- What to do: The entries that follow must be given again exactly, with no pictures kept.

Input data section start

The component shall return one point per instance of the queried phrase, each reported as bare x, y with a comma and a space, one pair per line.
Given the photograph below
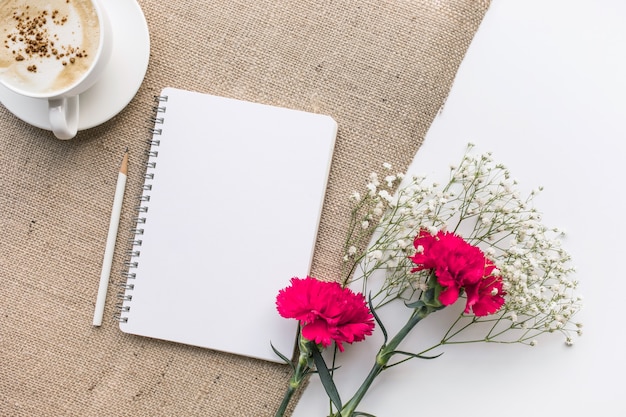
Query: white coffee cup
54, 50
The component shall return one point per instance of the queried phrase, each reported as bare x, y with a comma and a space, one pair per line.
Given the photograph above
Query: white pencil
110, 243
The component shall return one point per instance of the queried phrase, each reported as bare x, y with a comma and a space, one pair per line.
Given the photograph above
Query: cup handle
63, 114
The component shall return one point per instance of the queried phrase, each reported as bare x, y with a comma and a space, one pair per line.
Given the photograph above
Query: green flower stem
300, 370
382, 359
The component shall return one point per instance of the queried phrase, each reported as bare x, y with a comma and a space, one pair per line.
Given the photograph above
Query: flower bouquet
473, 240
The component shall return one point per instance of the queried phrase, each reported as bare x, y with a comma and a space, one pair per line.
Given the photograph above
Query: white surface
119, 83
543, 87
233, 215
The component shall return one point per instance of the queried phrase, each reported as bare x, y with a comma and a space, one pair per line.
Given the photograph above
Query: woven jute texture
381, 68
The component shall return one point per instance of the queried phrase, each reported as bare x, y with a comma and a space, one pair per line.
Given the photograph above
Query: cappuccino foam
46, 46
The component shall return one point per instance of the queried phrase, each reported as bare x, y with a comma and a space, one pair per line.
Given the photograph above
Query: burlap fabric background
382, 69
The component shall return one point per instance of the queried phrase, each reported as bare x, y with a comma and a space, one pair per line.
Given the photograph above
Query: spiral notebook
229, 214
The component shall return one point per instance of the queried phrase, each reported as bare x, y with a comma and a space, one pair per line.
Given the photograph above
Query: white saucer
119, 83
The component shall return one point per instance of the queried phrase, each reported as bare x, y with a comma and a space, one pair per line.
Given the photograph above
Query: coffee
46, 45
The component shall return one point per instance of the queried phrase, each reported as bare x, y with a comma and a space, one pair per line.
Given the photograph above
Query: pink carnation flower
459, 266
327, 312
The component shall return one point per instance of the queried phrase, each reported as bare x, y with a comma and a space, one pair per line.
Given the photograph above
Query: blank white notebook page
232, 216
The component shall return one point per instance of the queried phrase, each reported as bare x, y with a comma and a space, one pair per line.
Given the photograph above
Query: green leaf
415, 355
325, 377
415, 304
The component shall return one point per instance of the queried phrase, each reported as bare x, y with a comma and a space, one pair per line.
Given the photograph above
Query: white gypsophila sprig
481, 203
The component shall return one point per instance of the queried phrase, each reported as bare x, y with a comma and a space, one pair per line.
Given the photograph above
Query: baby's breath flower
481, 202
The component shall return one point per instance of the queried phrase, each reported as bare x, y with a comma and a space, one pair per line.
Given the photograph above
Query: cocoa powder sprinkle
31, 39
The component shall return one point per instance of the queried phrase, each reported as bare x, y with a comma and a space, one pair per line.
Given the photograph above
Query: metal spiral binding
125, 296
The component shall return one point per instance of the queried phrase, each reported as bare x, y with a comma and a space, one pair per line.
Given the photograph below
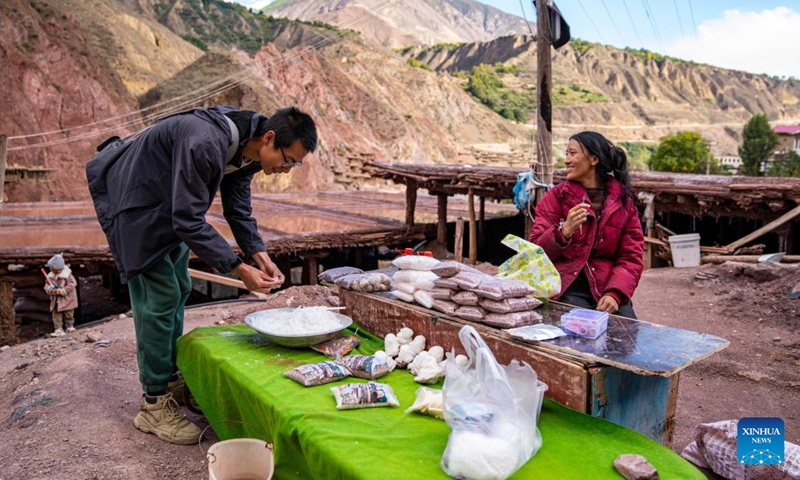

Input data section end

- Written solution:
The component shall return one point per instance of the queried phrase, each reported as bare x, y with a comma and a space, one pair per line.
Given the photograph below
Query: white coffee cup
54, 50
The component shall return one point per instance of the queried phrase, each reported as bare x, y with a comma and a space, one pair per line.
Given the photograph above
Query: white pencil
110, 243
The component shall return one point per instance of the queried phrase, each reported as bare x, y with a comma and a space, one pair per line.
Given the photograph above
Query: cup handle
63, 114
The component shall return one point per instance of the queried phrase, each reported as bare x, y with a comma and a space, one pair per line.
Given the photograph above
Query: green flower stem
300, 370
382, 359
The component shall return one point per instance of the queried phrase, each reported as bare x, y with a comma and a space, one pair per line.
Given the photograph above
Query: flower bouquet
473, 240
The component shall return one point per instance of the queried phrase, each reported as bare x, y with a comma and a space, one pair per line.
Given the photograph above
Query: white surface
119, 83
543, 87
233, 215
The component shall return one point per instance of the queried phrase, each reported as bare x, y with a comma and a space, one pair per line.
Given the photograph above
Query: woven jute texture
381, 68
The component shall return one point per instance of the queried phrase, each reported as bare x, y with a comma and a space, one pair per line.
Given the photograph above
Query: cappuccino foam
46, 46
The component shall return one point per instance of the queried phrase, each reported as bare x, y with a comma and a space, one pair per line.
Given the photograph above
Query: burlap fabric background
382, 69
The component shall return one point per instance of the queried phrase, each reported as bare x, y with a comma and a space, one pair per line.
Given the photograph above
Query: spiral notebook
229, 214
The component shall return one point per instance of the queried phrase, each reported as bare x, y with a comma and a space, one pair per line.
Given the photograph above
Query: white saucer
119, 83
The component shall return one point per instance of the queried phrase, each reported as bare x, y with a comma and a space, one pair per line.
Given the photograph above
Query: coffee
46, 45
The component shall return one point per instance of the queried phrase, each reported as bare x, y with a comma and a space, one pair per line.
Given the photograph above
Query: pink carnation flower
459, 266
327, 312
The component shall return one point per instance of the queried phrase, each reported as bare x, y with a comma and a space, one pair per line.
Given the photograph above
Query: blank white notebook page
232, 216
The component shall return one point per instance of the queried phrase, each reported as bare x, y with a comma and a space, one pair per line.
Given the photograph above
Query: green leaf
415, 355
325, 377
415, 304
The component shall return one point per instance of the queried phrase, each reported as bare x, y with a comma and a space, one pair per line.
Given the photograph above
Query: white gypsophila sprig
481, 203
The component shall return one point per instance of the queried phrase, each reported as bare x, y with a comma and a space, one pair per line.
Given the photograph above
Query: baby's breath flower
481, 202
The component shall return one point per instance of the queried phrase, each reported as bare x, y with a comma and a space, one pair per line.
Given the photograph above
Query: cocoa powder sprinkle
31, 39
The component shall return one point per instance of the queried phrase, each reported as bare x, y with a comma and a space, one pair per line.
Given the photograph above
Query: metal spiral binding
125, 296
The component shall return one point per instance of the queried phrase, each reported as bare x, y with a comma and a space, one pair per line.
Given the photograph below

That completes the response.